▸ **TEXT SEGMENT**:

RoHS Exemption Request Assessment Reports Published
The Oeko Institut has published two reports on its assessment of RoHS Directive exemption renewal requests and of new exemption requests1. These are referred to by Oeko as “pack 13” and “pack 14”.
Pack 13 consists of requests for two new exemptions and to renew exemption 1g of Annex III:
- Exemption 1g Annex III renewal “Mercury in single – capped (compact) fluorescent lamps for general lighting purposes < 30 W with a lifetime equal or above 20 000 h: 3,5 mg.”Oeko recommend that this exemption should be revoked because LED lamps are regarded as suitable alternatives, although the applicant claims that these are not always suitable as drop-in replacements. Oeko recommends a transition period of 18 months be granted for category 5 only. However RoHS Article 5.6 states that if an application for renewal of an exemption is rejected or the exemption is revoked, it will not expire until 12 to 18 months after the decision is published, so a transition period will need to be allowed for other categories.
- Two requests for lead in solder were requested but these were withdrawn before the completion of the assessment.
Pack 14 consists of three renewal requests and five requests for new exemptions:
- Annex III, exemption 41 “Lead in solders and termination finishes of electrical and electronic components and finishes of printed circuit boards used in ignition modules and other electrical and electronic engine control systems, which for technical reasons must be mounted directly on or in the crankcase or cylinder of hand-held combustion engines (classes SH:1, SH:2, SH:3 of Directive 97/68/EC of the European Parliament and of the Council”. Oeko recommends renewal until 30 June 2021 to allow the applicant time to request renewal again if the results of field trials show that lead-free substitutes are unreliable.

▸ **RECORDS SUPPLIED**:
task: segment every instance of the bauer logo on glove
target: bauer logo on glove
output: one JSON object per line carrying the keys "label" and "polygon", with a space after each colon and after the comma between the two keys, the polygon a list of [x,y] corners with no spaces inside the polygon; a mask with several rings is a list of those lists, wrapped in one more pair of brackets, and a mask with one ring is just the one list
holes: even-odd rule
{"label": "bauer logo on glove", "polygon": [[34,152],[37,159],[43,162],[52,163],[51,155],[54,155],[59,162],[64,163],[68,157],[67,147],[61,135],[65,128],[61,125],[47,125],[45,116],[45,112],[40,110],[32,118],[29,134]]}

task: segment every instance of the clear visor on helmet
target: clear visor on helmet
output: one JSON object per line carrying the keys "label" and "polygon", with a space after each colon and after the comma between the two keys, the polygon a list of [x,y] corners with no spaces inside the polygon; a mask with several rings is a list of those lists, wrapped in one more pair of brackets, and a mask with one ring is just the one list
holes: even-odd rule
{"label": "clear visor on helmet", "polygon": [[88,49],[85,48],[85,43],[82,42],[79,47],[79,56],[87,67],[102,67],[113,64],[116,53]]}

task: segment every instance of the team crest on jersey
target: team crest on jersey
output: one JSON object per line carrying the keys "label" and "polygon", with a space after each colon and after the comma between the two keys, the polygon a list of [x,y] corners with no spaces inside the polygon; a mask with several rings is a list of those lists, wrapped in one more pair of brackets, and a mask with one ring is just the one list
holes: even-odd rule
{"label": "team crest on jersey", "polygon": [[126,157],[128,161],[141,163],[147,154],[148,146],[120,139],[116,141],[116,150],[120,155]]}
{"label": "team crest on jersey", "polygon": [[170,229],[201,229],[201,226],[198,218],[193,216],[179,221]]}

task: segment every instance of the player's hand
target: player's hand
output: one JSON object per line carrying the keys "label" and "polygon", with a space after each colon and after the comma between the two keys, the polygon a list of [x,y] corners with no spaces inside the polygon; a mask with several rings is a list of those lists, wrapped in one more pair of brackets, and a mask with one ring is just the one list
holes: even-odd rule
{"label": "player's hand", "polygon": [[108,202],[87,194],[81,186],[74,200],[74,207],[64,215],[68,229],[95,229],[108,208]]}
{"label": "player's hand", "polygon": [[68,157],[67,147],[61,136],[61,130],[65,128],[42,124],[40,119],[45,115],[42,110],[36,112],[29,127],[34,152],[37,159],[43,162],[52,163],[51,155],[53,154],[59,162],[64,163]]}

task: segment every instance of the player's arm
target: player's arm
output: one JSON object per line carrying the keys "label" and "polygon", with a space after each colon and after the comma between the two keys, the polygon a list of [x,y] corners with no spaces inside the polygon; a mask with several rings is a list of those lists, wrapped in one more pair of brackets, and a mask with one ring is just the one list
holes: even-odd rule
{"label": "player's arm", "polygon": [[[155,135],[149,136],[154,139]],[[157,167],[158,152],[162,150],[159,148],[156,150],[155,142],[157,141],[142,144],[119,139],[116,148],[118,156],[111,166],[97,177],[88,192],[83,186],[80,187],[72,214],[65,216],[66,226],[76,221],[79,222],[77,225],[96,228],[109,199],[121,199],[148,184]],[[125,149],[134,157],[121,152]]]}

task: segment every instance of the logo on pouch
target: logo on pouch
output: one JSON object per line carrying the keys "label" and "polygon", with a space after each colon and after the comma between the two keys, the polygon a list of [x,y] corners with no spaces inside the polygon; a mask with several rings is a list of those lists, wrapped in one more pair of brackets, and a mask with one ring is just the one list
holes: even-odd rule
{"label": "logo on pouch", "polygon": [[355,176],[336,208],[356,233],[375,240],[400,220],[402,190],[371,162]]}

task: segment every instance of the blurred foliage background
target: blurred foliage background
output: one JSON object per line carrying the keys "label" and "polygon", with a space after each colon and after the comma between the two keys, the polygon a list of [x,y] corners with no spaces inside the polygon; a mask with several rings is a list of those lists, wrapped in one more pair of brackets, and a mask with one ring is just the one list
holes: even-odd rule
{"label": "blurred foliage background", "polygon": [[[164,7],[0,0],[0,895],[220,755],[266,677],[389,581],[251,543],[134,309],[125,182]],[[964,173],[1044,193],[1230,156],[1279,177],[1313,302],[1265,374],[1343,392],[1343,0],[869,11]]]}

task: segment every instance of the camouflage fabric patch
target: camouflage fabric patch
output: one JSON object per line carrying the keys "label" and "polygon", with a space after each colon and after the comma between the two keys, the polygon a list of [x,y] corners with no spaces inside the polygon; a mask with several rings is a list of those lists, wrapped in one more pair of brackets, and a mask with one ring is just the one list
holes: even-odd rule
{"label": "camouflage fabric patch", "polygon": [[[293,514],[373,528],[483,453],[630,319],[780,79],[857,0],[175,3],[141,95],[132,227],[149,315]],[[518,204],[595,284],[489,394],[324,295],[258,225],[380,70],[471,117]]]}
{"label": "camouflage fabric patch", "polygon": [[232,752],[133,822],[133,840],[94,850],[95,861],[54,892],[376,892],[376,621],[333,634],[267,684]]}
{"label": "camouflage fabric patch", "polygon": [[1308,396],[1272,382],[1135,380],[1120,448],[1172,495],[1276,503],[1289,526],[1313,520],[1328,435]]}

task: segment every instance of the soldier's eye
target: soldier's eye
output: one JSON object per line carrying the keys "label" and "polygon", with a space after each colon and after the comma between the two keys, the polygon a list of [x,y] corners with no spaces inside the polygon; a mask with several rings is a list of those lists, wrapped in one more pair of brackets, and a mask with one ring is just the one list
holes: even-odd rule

▸ **TASKS FOR THIS EXERCISE**:
[1] In the text on the RoHS exemption reports, until what date does Oeko recommend renewing Annex III exemption 41?
[2] Continue the text on the RoHS exemption reports from the point where it stops.

▸ **ANSWER SET**:
[1] 30 June 2021

[2]
- Annex IV, exemption 37 “Lead in platinized platinum electrodes used for conductivity measurements where at least one of the following conditions applies: (a) wide-range measurements with a conductivity range covering more than 1 order of magnitude (e.g. range between 0,1 mS/m and 5 mS/m) in laboratory applications for unknown concentrations; (b) measurements of solutions where an accuracy of +/– 1 % of the sample range and where high corrosion resistance of the electrode are required for any of the following: (i) solutions with an acidity < pH 1; (ii) solutions with an alkalinity > pH 13; (iii) corrosive solutions containing halogen gas; (c) measurements of conductivities above 100 mS/m that must be performed with portable instruments”. Oeko recommends renewal with a validity period of 7 years. However, Oeko comment that a shorter period of 5 years could be granted to encourage manufacturers to look for alternatives. Oeko state in the report that category 9 equipment manufacturers do not appear to have a strategy to replace lead and that research papers into substitutes, referred to by the applicant, were not available to Oeko. However, JBCE (the applicant) claims that research into substitutes has been carried out over many years without success and that the category 9 equipment manufacturers are not experts in these electrodes and so have to rely on others.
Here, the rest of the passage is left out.